> **To do**
Set out every line of the records below as a Markdown table with the columns "Row" and "Record line," numbering the rows in order and leaving out any blank lines.

> **Stored data**
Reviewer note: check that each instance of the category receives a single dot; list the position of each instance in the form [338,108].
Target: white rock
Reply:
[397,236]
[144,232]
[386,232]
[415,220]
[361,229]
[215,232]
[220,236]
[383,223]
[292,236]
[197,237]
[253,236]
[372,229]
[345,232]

> **Exercise answer**
| Row | Record line |
|---|---|
| 1 | Reviewer note: check that each instance of the category receives a single dot; list the position of each instance in the form [338,108]. |
| 2 | Target: white rock |
| 3 | Reply: |
| 4 | [397,236] |
| 5 | [144,232] |
| 6 | [386,232] |
| 7 | [415,220] |
| 8 | [361,229] |
| 9 | [215,232] |
| 10 | [220,236] |
| 11 | [383,223] |
| 12 | [292,236] |
| 13 | [197,237] |
| 14 | [253,236] |
| 15 | [372,229] |
| 16 | [345,232] |